** start Text section **

Tuesday, 29 January 2008

Spencer Smith 4.

I've begun painting the first regiment of the Margrave's army. This is composed of Spencer Smith 30mm figures in the fine old-school tradition. To begin with I had to feel my way through the painting process with these, as the (deliberate) lack of clear definition (and my aging eyes) makes it hard to place paint in the proper locations. Even so, once I got into the swing of things I found they are nice and easy to paint, and I hope to finish them by this weekend.

Sunday, 27 January 2008

Mapping - the Cockpit.

Here's a small part of the campaign map for the wars between the Grand Duchy of Hetzenberg and the Margravate of Dunkeldorf-Pfühl. The major (as yet unnamed) river forms the main border between the two, and flows south-to-north. The extract shows "the Cockpit," a broad valley centered around the town of Kimmelsbrücke which has an important fortified bridge. The uplands to the west of the town are rich in mineral resources, and a silver mine is shown near the town of Ebenstadt.
To the east lie the Margravate lands with the Vauban-fortified town of Randstadt. The town guards the choke-point formed by the confluence of two river valleys which lead in turn to fertile plains country further to the east (off the map). On the hills above these valleys lie the towns of Blankhoff with its iron mine, and Helgau with a coal mine.


Coal, iron and silver - three minerals which have plenty of applications for warfare - and a broad valley just right for military maneuvers. With tensions rising between the two nations, the valley of the Cockpit may soon be living up to its name...

Wednesday, 23 January 2008

Mapping - 1.

** end Text section **

[Short problem 1]
In the blog entries above, translate this sentence into French: "I've begun painting the first regiment of the Margrave's army."

** start Rows **

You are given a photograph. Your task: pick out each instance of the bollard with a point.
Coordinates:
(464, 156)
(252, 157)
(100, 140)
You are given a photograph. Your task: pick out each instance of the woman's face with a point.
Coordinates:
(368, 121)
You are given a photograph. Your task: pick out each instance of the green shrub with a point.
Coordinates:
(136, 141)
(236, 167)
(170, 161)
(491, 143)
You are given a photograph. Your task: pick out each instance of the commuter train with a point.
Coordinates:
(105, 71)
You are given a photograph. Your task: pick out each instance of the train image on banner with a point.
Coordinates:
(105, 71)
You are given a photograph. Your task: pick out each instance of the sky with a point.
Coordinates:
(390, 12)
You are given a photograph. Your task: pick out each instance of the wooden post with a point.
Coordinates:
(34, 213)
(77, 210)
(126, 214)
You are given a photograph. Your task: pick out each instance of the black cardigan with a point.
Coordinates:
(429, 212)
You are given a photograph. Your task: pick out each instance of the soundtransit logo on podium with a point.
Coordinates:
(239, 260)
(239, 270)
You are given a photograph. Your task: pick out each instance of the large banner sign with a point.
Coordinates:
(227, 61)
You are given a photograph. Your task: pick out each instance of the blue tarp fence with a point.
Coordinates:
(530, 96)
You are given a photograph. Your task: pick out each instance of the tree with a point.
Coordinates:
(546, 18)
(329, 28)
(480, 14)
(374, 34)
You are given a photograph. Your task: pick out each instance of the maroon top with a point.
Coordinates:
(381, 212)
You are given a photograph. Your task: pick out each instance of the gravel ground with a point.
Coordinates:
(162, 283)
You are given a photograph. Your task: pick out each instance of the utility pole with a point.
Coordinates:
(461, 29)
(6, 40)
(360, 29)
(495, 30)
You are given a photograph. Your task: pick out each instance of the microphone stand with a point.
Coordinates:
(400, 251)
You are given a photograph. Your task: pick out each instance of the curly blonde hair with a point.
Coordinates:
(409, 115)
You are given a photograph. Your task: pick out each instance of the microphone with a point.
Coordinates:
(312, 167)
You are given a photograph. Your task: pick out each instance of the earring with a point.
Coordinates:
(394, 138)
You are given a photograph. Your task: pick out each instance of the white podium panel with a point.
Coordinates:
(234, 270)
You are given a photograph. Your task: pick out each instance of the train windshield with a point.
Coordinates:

** end Rows **

[Short problem 2]
Reproduce part of the listing above word for word: everything from the line containing "ground with a point." down to the end of the listing.

[Answer 1]
J'ai commencé à peindre le premier régiment de l'armée du margrave.

[Answer 2]
You are given a photograph. Your task: pick out each instance of the gravel ground with a point.
Coordinates:
(162, 283)
You are given a photograph. Your task: pick out each instance of the utility pole with a point.
Coordinates:
(461, 29)
(6, 40)
(360, 29)
(495, 30)
You are given a photograph. Your task: pick out each instance of the microphone stand with a point.
Coordinates:
(400, 251)
You are given a photograph. Your task: pick out each instance of the curly blonde hair with a point.
Coordinates:
(409, 115)
You are given a photograph. Your task: pick out each instance of the microphone with a point.
Coordinates:
(312, 167)
You are given a photograph. Your task: pick out each instance of the earring with a point.
Coordinates:
(394, 138)
You are given a photograph. Your task: pick out each instance of the white podium panel with a point.
Coordinates:
(234, 270)
You are given a photograph. Your task: pick out each instance of the train windshield with a point.
Coordinates:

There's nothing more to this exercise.